■ What is being asked ■
Take the line containing "like (11, 100)." and every line after it in the data below, and print them exactly as given, with nothing else.

■ ■ ■

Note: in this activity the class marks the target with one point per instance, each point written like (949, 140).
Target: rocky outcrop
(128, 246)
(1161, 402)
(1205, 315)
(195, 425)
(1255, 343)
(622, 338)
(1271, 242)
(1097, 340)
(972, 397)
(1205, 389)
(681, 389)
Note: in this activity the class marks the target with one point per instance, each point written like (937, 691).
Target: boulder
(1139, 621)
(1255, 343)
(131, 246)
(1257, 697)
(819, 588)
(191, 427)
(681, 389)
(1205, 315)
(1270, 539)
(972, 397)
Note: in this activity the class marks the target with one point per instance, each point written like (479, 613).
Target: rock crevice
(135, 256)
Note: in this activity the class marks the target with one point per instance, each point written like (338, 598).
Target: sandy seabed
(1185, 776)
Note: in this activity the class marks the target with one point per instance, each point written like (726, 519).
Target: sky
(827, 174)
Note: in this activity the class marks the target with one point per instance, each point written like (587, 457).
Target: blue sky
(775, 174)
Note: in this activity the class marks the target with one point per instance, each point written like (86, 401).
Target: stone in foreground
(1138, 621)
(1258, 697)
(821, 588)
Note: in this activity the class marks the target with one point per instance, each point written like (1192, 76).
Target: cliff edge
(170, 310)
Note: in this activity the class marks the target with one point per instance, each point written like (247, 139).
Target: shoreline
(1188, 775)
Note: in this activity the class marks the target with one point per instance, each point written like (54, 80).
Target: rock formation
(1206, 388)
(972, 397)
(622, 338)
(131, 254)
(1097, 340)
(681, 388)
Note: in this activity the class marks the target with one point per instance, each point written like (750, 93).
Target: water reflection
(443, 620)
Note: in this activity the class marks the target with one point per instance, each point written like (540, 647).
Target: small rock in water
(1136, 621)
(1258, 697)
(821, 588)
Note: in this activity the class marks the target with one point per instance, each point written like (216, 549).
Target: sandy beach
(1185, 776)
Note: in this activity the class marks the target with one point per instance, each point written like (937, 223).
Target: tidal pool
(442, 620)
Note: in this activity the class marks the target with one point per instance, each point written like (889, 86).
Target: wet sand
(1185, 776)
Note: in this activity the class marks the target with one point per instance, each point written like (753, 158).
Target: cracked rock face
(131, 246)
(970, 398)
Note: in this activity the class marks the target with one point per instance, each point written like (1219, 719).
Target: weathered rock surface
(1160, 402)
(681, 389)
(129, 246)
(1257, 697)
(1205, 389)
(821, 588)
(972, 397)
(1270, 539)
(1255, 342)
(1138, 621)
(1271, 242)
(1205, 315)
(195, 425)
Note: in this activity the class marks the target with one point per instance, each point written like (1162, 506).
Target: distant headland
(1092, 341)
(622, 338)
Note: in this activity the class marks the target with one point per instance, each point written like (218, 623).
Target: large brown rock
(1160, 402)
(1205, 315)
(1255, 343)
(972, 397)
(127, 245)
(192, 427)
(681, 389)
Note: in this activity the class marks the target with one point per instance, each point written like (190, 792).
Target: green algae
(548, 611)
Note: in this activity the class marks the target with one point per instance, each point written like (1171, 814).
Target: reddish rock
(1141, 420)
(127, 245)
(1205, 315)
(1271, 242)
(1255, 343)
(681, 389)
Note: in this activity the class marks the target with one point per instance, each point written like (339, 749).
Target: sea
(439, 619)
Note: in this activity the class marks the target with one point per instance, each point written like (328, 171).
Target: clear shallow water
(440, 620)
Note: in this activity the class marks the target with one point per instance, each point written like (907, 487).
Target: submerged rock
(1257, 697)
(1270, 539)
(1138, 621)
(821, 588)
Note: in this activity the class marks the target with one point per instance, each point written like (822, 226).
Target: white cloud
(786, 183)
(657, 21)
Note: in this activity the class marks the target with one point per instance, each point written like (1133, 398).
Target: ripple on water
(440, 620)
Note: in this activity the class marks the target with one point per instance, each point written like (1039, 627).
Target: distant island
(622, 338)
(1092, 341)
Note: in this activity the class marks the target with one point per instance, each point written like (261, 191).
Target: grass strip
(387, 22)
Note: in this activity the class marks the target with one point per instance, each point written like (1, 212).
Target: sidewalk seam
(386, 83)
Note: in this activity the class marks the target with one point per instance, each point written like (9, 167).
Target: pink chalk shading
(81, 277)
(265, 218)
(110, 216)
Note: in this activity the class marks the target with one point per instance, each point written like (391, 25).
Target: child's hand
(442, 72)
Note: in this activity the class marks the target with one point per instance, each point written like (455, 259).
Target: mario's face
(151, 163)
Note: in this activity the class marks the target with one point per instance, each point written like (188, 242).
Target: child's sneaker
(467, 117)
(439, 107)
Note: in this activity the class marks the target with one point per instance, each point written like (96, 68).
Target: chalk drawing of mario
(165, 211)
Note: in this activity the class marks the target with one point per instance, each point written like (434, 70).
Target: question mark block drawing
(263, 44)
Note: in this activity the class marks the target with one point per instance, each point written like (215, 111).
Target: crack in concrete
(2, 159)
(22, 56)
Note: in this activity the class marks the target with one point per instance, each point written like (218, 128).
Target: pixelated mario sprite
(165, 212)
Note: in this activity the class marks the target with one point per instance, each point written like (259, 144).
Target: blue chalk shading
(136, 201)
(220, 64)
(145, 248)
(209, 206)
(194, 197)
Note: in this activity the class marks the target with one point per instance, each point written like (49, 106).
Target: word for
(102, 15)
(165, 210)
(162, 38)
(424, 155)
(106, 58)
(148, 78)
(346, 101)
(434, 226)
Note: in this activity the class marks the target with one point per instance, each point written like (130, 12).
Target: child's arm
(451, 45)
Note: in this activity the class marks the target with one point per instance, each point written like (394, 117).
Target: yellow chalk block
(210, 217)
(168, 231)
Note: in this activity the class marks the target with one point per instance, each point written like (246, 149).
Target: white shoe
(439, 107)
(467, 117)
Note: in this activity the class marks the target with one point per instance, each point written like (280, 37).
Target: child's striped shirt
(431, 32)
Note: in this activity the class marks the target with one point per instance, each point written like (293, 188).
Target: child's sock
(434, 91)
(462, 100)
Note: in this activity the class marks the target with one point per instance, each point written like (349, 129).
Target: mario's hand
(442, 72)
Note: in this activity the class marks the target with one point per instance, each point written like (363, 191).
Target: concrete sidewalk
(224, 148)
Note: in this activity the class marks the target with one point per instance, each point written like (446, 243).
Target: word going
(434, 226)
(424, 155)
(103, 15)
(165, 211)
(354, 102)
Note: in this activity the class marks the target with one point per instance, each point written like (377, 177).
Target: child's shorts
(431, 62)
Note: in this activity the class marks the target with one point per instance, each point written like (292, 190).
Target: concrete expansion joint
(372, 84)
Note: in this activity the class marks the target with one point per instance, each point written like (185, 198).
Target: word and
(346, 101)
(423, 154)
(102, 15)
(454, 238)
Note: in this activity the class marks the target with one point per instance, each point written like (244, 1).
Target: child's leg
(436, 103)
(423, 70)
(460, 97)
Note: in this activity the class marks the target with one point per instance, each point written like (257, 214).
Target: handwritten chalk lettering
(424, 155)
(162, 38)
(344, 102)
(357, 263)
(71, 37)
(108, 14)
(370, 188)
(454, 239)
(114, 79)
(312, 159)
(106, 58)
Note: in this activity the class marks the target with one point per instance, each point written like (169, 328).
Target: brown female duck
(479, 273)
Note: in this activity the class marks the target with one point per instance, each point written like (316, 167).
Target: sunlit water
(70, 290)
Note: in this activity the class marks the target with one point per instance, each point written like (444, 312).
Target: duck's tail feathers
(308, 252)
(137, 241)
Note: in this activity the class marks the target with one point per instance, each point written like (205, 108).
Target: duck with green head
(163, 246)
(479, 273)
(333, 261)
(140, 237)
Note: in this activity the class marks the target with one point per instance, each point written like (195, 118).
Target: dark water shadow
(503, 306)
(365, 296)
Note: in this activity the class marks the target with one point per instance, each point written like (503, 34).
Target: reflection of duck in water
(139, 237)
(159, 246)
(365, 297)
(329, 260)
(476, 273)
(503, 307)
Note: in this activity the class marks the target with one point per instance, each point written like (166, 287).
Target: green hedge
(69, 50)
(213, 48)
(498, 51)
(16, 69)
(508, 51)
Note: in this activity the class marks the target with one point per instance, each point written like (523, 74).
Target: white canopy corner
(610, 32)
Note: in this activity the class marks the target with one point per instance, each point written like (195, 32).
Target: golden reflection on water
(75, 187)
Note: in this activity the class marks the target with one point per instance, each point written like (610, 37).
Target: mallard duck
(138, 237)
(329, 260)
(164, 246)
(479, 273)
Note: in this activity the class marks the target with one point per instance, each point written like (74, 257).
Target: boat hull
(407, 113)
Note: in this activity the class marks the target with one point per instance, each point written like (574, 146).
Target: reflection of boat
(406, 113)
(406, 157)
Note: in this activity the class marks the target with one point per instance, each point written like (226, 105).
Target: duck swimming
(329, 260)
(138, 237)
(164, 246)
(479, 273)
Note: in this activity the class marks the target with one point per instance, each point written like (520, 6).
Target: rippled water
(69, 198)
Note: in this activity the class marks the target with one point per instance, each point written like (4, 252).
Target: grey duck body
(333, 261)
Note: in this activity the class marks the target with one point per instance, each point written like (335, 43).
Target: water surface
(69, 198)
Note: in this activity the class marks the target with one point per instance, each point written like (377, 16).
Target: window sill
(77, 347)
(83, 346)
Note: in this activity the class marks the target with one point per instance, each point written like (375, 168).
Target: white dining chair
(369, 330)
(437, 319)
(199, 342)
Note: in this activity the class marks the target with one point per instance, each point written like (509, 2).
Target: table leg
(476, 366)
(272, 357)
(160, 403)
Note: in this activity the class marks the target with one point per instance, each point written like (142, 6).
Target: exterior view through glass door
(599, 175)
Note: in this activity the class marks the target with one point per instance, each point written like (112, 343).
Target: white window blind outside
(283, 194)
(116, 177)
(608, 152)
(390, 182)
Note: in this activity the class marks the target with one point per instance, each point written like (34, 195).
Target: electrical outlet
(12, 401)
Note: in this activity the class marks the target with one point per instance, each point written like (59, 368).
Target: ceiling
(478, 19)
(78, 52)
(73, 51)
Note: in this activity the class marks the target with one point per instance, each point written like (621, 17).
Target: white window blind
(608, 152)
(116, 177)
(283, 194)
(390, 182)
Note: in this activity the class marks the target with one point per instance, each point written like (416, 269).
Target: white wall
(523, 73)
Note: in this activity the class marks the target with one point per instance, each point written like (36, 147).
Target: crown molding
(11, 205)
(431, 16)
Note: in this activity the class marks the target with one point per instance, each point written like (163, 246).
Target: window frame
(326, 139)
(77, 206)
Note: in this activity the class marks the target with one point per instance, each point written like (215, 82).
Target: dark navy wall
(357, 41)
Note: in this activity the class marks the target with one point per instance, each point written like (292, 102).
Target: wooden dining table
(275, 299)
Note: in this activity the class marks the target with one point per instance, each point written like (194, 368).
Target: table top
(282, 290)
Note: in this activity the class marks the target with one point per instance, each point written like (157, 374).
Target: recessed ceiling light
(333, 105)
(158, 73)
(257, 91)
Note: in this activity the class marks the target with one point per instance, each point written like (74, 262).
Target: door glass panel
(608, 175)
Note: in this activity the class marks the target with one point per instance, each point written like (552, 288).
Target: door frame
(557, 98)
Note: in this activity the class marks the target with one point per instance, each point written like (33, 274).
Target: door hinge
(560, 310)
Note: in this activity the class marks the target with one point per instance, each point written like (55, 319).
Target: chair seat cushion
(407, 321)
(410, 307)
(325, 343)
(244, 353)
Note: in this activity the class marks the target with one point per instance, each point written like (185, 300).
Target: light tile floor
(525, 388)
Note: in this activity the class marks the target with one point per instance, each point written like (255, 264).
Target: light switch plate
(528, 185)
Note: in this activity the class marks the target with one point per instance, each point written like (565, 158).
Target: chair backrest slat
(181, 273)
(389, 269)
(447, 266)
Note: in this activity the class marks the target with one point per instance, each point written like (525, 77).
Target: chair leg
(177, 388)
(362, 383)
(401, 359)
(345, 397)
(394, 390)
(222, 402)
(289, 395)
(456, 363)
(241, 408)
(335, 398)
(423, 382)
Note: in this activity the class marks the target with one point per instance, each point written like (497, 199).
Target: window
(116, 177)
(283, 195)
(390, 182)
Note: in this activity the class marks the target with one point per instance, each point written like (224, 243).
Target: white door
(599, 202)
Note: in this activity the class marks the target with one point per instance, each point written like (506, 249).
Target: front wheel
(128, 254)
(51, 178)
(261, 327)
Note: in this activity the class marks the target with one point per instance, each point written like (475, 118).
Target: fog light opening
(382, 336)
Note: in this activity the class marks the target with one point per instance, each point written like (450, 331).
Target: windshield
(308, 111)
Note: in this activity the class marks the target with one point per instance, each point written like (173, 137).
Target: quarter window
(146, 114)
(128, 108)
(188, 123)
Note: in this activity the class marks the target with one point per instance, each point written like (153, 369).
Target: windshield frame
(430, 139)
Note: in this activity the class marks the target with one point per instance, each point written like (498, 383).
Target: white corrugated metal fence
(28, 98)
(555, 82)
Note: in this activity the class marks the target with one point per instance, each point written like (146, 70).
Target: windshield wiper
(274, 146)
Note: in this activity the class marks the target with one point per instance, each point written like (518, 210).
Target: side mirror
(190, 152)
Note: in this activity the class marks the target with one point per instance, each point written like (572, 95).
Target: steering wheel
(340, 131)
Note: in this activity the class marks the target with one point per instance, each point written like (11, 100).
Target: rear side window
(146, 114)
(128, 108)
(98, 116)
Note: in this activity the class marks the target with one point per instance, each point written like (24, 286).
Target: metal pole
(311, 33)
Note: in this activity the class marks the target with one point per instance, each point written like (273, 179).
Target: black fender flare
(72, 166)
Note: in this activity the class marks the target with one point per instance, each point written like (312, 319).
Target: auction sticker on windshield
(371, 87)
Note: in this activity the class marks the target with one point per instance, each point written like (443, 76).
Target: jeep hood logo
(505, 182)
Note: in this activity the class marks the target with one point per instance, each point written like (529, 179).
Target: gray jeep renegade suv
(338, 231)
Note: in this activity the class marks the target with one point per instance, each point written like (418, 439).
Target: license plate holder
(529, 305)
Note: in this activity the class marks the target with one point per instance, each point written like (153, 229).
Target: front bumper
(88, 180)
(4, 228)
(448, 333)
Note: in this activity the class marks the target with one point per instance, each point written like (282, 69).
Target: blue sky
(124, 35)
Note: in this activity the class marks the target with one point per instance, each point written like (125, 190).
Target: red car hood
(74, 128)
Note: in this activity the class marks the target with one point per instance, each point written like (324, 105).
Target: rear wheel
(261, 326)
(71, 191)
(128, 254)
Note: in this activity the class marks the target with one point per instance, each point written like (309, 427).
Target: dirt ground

■ ■ ■

■ Response ■
Note: in this activity the class marks the target with one point per instance, each point written like (11, 100).
Target: rear side window
(146, 114)
(128, 108)
(98, 116)
Note: in this activity the class marks the target with one point per instance, each point written like (24, 286).
Target: metal pole
(311, 33)
Note: in this activity the class marks the target with one point per instance, each point written like (273, 179).
Target: black fender flare
(72, 166)
Note: in this activity the class marks the target with one point per instance, each point written like (312, 319).
Target: auction sticker on windshield
(371, 87)
Note: in this activity the class marks the target with one point per instance, each point written like (443, 76).
Target: jeep hood logo
(505, 182)
Note: in this activity the class marks the target with one point per instance, each point written like (529, 179).
Target: gray jeep renegade suv
(338, 231)
Note: in this activity the class marks the target with one point per instance, each point written like (418, 439).
Target: license plate holder
(529, 305)
Note: in this activity the class marks the target with one point per instance, each point written like (153, 229).
Target: front bumper
(88, 180)
(4, 228)
(448, 333)
Note: in this activity the class marks the target with one point per instance, each point written like (282, 69).
Target: blue sky
(124, 35)
Note: in this activity the class marks the target with one point per instance, each point written like (125, 190).
Target: red car hood
(74, 128)
Note: in this activity the class marks the target with one point per instance, each point written like (324, 105).
Target: rear wheel
(261, 326)
(71, 191)
(128, 254)
Note: in this activity the class marks the target with one point per instance, each point written like (309, 427).
Target: dirt ground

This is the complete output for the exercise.